═══ Task inputs

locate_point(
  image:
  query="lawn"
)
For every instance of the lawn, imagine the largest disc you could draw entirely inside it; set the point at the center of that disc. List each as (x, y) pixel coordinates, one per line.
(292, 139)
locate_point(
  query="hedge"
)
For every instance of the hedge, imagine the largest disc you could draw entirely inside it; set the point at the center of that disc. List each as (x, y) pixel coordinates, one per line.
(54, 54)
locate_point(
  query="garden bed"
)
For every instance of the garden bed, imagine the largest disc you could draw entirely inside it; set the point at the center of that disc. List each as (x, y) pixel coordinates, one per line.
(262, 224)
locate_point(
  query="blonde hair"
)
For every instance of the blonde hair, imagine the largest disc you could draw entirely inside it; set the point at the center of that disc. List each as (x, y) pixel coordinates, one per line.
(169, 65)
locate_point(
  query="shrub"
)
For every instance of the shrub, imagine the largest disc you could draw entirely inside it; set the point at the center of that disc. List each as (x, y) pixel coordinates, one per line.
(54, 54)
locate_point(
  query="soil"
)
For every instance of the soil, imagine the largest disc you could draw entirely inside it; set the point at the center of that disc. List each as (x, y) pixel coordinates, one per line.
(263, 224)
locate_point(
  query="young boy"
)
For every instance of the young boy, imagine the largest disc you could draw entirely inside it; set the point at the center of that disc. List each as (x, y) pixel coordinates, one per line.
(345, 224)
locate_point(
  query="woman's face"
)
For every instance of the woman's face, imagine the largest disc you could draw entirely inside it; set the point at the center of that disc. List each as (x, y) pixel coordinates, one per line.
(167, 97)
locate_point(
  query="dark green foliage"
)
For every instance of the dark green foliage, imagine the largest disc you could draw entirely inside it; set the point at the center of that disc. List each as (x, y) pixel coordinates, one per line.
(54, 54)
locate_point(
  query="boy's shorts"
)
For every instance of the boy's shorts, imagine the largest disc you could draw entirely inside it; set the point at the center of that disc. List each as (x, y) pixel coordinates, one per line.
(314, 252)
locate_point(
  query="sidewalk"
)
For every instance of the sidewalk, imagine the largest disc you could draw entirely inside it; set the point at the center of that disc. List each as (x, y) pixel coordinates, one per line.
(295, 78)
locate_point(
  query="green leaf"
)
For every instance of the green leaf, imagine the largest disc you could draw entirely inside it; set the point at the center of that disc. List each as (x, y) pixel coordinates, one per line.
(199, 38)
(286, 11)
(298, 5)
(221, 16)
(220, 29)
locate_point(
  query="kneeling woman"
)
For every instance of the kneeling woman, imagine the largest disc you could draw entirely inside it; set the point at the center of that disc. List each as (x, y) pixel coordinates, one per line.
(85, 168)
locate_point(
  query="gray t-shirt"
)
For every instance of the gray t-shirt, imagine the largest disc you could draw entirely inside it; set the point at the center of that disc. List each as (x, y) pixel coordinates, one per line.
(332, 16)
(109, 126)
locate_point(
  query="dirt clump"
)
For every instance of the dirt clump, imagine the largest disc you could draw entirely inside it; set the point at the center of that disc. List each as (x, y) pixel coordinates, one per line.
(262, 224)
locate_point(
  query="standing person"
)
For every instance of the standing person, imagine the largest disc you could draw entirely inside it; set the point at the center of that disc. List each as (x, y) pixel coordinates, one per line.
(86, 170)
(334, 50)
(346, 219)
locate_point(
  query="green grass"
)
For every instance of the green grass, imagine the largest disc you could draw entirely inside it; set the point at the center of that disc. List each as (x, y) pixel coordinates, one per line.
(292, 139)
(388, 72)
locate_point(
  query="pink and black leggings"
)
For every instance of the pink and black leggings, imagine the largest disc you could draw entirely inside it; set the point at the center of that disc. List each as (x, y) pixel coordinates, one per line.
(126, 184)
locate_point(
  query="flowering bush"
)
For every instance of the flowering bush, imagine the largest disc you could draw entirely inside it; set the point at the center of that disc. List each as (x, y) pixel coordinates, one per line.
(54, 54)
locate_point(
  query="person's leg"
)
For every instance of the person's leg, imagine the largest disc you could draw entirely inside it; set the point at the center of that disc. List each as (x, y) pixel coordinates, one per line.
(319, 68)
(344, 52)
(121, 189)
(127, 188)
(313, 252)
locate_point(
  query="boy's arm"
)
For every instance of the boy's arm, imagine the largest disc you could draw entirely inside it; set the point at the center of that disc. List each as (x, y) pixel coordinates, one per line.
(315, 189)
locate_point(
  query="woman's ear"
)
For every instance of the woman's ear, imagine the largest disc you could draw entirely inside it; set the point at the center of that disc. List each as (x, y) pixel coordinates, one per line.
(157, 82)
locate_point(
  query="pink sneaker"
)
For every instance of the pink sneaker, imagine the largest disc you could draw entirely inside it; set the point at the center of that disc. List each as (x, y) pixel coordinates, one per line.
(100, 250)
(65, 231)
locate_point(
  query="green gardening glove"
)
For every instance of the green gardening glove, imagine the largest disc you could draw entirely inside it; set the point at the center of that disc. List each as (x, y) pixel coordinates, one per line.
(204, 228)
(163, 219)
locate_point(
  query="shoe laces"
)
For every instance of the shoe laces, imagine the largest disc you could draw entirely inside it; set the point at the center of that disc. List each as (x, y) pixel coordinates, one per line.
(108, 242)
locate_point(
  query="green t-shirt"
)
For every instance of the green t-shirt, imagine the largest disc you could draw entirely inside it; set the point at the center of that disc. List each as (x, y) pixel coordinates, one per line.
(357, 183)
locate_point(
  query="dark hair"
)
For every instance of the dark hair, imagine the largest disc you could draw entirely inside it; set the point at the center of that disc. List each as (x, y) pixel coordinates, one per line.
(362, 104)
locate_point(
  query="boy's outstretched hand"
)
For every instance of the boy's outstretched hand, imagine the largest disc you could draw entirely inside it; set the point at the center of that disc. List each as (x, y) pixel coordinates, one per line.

══════

Each line in the material above must be retyped without alteration.

locate_point(
  image:
  query="lawn"
)
For every instance of the lawn, imagine the largest disc you could draw entirely inside it; set the point at the center of that disc. List each as (x, y) pixel coordinates, one per line.
(292, 139)
locate_point(
  query="hedge"
)
For every instance of the hedge, imagine the largest disc you could draw entirely inside it; set the point at the center of that disc. List each as (x, y) pixel coordinates, one per line.
(54, 54)
locate_point(
  query="garden bed"
)
For every instance of the garden bed, imagine the largest disc you could draw entirely inside it; set the point at the center of that disc. List each as (x, y) pixel coordinates, one per line.
(262, 224)
locate_point(
  query="blonde hair"
)
For every instance of the blonde hair, imagine the largest disc you could draw entirely inside it; set the point at the center of that disc. List each as (x, y) pixel coordinates, one per line.
(169, 65)
locate_point(
  query="shrub"
)
For every instance of the shrub, imagine the largest disc you could draw entirely inside it; set the point at the center of that disc. List each as (x, y) pixel coordinates, one per line.
(54, 54)
locate_point(
  query="soil"
)
For every instance of the soil, imagine the largest disc you could draw entirely inside it; set the point at the center of that disc. List each as (x, y) pixel coordinates, one per line.
(263, 224)
locate_point(
  query="young boy"
)
For every instance of the young boy, imagine the largest disc you could draw entirely inside it; set the point at the center of that disc. List each as (x, y) pixel coordinates, one per line.
(345, 224)
locate_point(
  query="woman's face"
)
For every instance of the woman's face, imagine the largest disc you could draw entirely inside it; set the point at the center of that disc. List each as (x, y) pixel coordinates, one per line.
(167, 97)
locate_point(
  query="dark green foliage"
)
For every instance of the dark green foliage, imagine the largest disc you could draw entirely inside it; set the point at the center of that disc. List each as (x, y) pixel coordinates, one per line.
(54, 54)
locate_point(
  query="boy's shorts"
)
For every instance of the boy's shorts, imagine the largest disc you could draw entirely inside it; set the point at the center of that disc. List each as (x, y) pixel coordinates, one per line.
(314, 252)
locate_point(
  query="sidewalk"
)
For every instance of the sidewalk, imagine the largest disc you could draw entirely inside it; set the point at the center of that disc. List each as (x, y) pixel coordinates, one per line.
(295, 78)
locate_point(
  query="green leaf"
)
For every instance of the green leaf, imagine the largest disc you could draw entirely inside it; set the point at the center of that disc. List each as (x, y) pixel coordinates, one per line.
(199, 38)
(286, 11)
(298, 5)
(221, 16)
(220, 29)
locate_point(
  query="kneeling woman"
)
For every instance of the kneeling woman, imagine the largest disc you could draw entirely inside it; set the point at the center of that disc. List each as (x, y) pixel coordinates, one per line.
(85, 168)
locate_point(
  query="gray t-shirt"
)
For every instance of the gray t-shirt, imagine the largest disc you could draw entirely inside it; set the point at the center of that disc. List each as (x, y) pixel coordinates, one per line.
(332, 16)
(109, 126)
locate_point(
  query="dirt clump"
)
For every instance of the dirt clump, imagine the largest disc you could draw entirely inside it; set the point at the center of that disc. List each as (x, y) pixel coordinates, one per line.
(262, 224)
locate_point(
  query="standing person"
)
For every instance of the standing person, imagine the largest disc you could draw entirely inside it; set the point at the center of that disc. List each as (x, y) pixel coordinates, one per line.
(86, 170)
(334, 50)
(346, 219)
locate_point(
  query="green grass"
)
For every instance of the green grass, imagine the largest disc you could draw entirely inside it; set the point at the center of that disc. List each as (x, y) pixel coordinates, one per line.
(292, 139)
(388, 72)
locate_point(
  query="pink and black leggings"
)
For every instance of the pink and black leggings, imagine the largest disc you could draw entirely inside it; set the point at the center of that disc. List each as (x, y) pixel coordinates, one per line.
(126, 184)
locate_point(
  query="flowering bush"
)
For every instance of the flowering bush, imagine the largest disc you could draw entirely inside it; set the point at the center of that disc. List each as (x, y) pixel coordinates, one per line.
(54, 54)
locate_point(
  query="person's leg"
)
For every instance of the person's leg, imagine the largest disc you could draw entirely inside it; set the point at the center of that disc. List each as (x, y) pixel coordinates, one per line.
(319, 68)
(344, 52)
(121, 189)
(127, 188)
(313, 252)
locate_point(
  query="boy's arm"
)
For every instance of the boy's arm, imagine the largest disc you could draw entirely inside it; set the point at the center of that disc. List each as (x, y) pixel coordinates, one per line.
(315, 189)
locate_point(
  query="woman's ear"
)
For every instance of the woman's ear, imagine the largest disc you could draw entirely inside it; set the point at the center of that disc. List each as (x, y) pixel coordinates, one per line.
(157, 82)
locate_point(
  query="pink sneaker"
)
For every instance of the pink sneaker, imagine the largest disc you could draw entirely inside it; set the point at the center of that disc. List each as (x, y) pixel coordinates, one per line.
(100, 250)
(65, 231)
locate_point(
  query="green gardening glove"
)
For every instance of the green gardening glove, imagine the largest disc you could draw entirely inside it; set the point at the center of that disc. List each as (x, y) pixel coordinates, one per line.
(204, 228)
(163, 219)
locate_point(
  query="shoe laces"
)
For every instance of the shoe laces, imagine the largest disc you could draw entirely inside it; set the point at the center of that disc. List each as (x, y) pixel coordinates, one per line.
(108, 242)
locate_point(
  query="green t-shirt"
)
For every instance of the green t-shirt, imagine the largest disc you could draw entirely inside it; set the point at the center of that disc. List each as (x, y) pixel coordinates, one per line.
(357, 183)
locate_point(
  query="dark hair"
)
For every instance of the dark hair, imagine the largest disc you could draw entirely inside it; set the point at the center of that disc. List each as (x, y) pixel coordinates, one per line.
(362, 104)
locate_point(
  query="boy's outstretched hand"
)
For every instance of the boy's outstretched hand, imagine the largest disc you could draw entirely inside it; set the point at the center of that disc. List each as (x, y) pixel coordinates, one per line.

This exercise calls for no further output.